- **INSTRUCTIONS FOR THE TASK**:
All that should be output is the block of lines below from the line with "Target: utility pole" to the line with "x=427 y=454", both included, exactly as written.

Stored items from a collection

----

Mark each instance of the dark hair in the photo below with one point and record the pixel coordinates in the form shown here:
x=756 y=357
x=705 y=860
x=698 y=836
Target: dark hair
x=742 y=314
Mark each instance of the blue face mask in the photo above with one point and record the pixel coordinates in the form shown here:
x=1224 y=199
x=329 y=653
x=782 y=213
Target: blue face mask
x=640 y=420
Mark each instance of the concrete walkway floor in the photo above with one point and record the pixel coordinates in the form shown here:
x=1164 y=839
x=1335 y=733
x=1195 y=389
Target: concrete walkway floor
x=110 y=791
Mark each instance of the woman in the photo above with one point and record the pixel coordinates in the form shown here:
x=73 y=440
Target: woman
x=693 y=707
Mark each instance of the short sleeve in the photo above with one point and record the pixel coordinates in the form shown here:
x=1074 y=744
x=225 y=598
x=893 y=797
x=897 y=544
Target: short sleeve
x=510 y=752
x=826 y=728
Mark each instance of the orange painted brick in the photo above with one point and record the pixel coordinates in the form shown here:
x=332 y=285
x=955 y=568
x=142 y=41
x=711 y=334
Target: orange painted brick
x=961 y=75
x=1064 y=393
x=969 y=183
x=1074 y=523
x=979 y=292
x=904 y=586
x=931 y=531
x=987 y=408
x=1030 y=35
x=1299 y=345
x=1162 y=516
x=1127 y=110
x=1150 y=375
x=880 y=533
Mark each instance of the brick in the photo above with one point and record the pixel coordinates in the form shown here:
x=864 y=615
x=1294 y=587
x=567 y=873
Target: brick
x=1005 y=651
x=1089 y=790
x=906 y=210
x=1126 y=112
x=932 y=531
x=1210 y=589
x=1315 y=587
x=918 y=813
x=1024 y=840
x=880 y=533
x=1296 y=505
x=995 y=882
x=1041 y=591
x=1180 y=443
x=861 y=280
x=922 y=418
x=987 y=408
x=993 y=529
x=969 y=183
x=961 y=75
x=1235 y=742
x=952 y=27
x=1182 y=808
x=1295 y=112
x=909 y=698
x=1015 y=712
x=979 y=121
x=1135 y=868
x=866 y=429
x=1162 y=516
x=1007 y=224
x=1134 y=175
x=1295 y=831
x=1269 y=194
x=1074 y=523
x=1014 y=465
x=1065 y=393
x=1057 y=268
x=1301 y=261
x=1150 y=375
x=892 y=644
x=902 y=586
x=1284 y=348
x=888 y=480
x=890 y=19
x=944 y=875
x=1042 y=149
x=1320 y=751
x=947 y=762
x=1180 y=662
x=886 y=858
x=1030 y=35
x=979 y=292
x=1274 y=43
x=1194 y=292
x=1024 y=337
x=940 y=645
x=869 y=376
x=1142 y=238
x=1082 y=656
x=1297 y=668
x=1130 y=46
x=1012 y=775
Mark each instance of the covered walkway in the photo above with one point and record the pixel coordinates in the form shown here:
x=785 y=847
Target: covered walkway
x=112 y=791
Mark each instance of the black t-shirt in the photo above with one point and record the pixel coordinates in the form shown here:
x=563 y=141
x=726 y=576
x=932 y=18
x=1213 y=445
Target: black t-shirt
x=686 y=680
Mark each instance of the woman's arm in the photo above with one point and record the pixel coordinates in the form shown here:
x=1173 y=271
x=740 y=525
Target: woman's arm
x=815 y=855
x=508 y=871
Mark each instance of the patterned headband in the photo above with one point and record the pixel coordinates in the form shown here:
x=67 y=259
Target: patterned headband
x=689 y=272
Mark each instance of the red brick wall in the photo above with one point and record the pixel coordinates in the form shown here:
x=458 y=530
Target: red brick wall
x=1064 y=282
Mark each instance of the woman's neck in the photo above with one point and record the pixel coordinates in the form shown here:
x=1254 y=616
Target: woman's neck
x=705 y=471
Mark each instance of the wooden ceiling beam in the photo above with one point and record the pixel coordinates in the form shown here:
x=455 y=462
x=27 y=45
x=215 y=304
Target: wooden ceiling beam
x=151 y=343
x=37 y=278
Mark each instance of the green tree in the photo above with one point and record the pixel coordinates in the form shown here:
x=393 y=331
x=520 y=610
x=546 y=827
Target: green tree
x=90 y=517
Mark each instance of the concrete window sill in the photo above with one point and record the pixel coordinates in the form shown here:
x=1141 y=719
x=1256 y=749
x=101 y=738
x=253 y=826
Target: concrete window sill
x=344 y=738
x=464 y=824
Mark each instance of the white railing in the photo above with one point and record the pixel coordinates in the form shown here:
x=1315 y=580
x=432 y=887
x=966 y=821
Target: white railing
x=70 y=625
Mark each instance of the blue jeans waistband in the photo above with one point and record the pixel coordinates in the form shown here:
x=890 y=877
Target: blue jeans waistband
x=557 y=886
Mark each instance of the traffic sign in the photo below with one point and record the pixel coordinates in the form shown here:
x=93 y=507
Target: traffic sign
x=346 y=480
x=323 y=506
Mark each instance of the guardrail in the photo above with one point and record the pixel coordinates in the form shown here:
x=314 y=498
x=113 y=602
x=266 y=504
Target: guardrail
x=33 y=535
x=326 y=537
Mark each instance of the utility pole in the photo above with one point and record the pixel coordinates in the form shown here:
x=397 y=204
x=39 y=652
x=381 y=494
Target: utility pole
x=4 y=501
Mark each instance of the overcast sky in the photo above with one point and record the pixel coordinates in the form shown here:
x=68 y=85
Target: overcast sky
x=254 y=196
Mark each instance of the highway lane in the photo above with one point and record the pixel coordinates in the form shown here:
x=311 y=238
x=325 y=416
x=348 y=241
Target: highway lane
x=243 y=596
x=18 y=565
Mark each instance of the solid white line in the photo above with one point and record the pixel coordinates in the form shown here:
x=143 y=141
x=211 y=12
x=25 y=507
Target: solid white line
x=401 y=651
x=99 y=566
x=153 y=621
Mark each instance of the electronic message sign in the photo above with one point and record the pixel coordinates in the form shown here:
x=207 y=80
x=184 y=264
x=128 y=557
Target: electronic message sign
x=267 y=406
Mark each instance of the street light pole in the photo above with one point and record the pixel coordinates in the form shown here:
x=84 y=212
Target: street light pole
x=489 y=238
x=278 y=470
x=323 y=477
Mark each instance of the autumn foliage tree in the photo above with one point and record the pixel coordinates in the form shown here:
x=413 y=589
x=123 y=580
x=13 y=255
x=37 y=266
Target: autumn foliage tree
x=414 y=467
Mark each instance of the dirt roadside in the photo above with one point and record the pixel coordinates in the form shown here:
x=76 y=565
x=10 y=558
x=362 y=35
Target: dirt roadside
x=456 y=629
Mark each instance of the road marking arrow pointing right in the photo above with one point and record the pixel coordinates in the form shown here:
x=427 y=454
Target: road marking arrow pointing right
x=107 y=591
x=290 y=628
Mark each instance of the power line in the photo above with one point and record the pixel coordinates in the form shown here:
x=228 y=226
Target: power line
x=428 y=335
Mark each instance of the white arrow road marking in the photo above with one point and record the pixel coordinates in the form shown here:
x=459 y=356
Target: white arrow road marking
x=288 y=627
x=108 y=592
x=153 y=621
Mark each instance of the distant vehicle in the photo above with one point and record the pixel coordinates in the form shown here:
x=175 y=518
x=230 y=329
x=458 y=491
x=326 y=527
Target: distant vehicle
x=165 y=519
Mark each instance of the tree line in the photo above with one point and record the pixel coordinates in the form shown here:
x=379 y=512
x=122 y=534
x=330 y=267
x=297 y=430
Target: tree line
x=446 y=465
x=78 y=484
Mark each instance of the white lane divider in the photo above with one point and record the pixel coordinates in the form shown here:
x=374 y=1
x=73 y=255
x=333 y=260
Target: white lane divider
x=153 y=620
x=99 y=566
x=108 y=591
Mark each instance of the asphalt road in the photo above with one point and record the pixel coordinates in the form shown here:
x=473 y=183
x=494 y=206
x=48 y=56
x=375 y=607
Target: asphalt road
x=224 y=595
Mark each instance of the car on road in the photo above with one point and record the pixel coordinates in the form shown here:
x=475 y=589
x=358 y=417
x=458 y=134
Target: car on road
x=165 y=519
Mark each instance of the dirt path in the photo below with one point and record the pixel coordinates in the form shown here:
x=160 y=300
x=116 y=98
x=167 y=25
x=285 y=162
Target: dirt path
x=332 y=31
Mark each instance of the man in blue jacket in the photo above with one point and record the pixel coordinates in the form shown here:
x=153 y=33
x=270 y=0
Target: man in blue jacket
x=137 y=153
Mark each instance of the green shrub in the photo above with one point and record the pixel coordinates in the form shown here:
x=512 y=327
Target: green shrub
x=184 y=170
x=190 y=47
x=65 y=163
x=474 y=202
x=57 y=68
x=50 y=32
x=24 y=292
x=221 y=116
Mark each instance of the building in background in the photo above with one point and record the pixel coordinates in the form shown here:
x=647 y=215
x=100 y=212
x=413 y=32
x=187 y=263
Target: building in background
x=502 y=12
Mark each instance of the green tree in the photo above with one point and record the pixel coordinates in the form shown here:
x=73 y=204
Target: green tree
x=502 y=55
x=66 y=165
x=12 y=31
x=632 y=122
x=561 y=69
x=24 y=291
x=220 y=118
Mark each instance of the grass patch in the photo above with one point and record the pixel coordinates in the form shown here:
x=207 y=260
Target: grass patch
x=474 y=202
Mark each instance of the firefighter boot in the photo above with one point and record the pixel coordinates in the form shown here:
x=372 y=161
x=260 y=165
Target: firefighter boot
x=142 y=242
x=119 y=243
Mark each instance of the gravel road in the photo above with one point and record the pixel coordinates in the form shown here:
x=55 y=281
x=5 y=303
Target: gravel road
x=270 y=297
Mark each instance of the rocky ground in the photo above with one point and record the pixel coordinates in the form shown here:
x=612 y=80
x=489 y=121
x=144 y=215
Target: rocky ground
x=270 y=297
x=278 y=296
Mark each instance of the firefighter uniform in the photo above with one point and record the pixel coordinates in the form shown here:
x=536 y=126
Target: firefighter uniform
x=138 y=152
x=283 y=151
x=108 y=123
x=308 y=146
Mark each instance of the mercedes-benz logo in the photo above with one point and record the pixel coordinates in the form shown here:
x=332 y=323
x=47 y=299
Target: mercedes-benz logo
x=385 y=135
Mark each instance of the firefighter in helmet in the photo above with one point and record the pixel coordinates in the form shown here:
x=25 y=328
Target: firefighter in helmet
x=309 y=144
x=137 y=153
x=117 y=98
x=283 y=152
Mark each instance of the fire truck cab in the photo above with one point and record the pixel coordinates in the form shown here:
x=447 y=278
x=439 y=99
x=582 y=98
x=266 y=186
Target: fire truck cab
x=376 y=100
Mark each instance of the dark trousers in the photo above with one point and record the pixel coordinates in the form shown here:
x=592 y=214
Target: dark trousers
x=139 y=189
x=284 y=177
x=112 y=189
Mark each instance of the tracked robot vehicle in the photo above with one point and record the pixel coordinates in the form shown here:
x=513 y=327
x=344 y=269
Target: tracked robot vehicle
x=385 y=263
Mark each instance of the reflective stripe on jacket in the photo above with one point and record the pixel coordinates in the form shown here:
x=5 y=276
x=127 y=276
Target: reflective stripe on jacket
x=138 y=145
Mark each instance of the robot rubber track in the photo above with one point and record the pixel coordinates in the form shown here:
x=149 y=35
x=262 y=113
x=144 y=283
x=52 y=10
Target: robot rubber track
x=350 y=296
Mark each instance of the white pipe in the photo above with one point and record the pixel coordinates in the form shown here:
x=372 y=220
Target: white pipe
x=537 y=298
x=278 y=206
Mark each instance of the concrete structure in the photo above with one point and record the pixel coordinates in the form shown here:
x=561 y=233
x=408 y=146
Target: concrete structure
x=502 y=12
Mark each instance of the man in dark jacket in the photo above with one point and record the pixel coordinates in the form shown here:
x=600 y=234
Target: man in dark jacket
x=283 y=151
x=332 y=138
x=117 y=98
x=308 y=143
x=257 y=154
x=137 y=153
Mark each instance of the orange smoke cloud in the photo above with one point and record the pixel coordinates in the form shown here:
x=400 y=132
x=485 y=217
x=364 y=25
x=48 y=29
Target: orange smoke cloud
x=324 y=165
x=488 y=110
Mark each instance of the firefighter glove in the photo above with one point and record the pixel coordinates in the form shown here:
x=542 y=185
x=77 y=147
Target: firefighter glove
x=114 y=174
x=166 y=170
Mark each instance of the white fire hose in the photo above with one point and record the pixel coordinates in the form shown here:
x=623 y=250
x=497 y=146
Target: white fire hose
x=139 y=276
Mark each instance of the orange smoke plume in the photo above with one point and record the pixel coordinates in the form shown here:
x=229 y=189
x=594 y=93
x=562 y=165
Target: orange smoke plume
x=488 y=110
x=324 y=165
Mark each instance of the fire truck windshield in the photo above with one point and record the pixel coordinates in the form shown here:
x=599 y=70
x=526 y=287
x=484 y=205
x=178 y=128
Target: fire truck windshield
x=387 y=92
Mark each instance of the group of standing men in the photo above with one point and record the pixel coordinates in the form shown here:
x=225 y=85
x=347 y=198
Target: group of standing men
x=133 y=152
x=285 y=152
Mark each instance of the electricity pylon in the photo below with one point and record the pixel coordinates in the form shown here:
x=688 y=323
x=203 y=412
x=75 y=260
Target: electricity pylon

----

- **OUTPUT**:
Target: utility pole
x=4 y=501
Mark each instance of the overcast sky in the photo above with one point and record the pixel coordinates in the form shown here:
x=68 y=85
Target: overcast sky
x=254 y=196
Mark each instance of the highway lane in the photo above with one point and record the pixel coordinates in the form shown here:
x=311 y=238
x=325 y=416
x=348 y=241
Target: highway lane
x=243 y=596
x=18 y=565
Mark each instance of the solid white line in the photo above with one point and record the pixel coordinates in the form shown here:
x=143 y=141
x=211 y=12
x=25 y=507
Target: solid white line
x=401 y=651
x=99 y=566
x=153 y=621
Mark each instance of the electronic message sign in the photo above with one point and record the pixel coordinates in the form shown here:
x=207 y=80
x=184 y=264
x=128 y=557
Target: electronic message sign
x=267 y=406
Mark each instance of the street light pole in the photo above with one point and record the pixel coordinates in the form shown here:
x=84 y=212
Target: street light pole
x=489 y=238
x=278 y=470
x=323 y=477
Mark each instance of the autumn foliage tree in the photo above with one point and record the pixel coordinates in the form shown here:
x=413 y=589
x=123 y=580
x=13 y=255
x=37 y=266
Target: autumn foliage tree
x=414 y=467
Mark each instance of the dirt roadside in the photo above with one point and record the pixel coordinates in the form shown here:
x=76 y=565
x=10 y=558
x=362 y=35
Target: dirt roadside
x=456 y=629
Mark each instance of the road marking arrow pointing right in the photo above with one point and record the pixel coordinates in the form shown here:
x=427 y=454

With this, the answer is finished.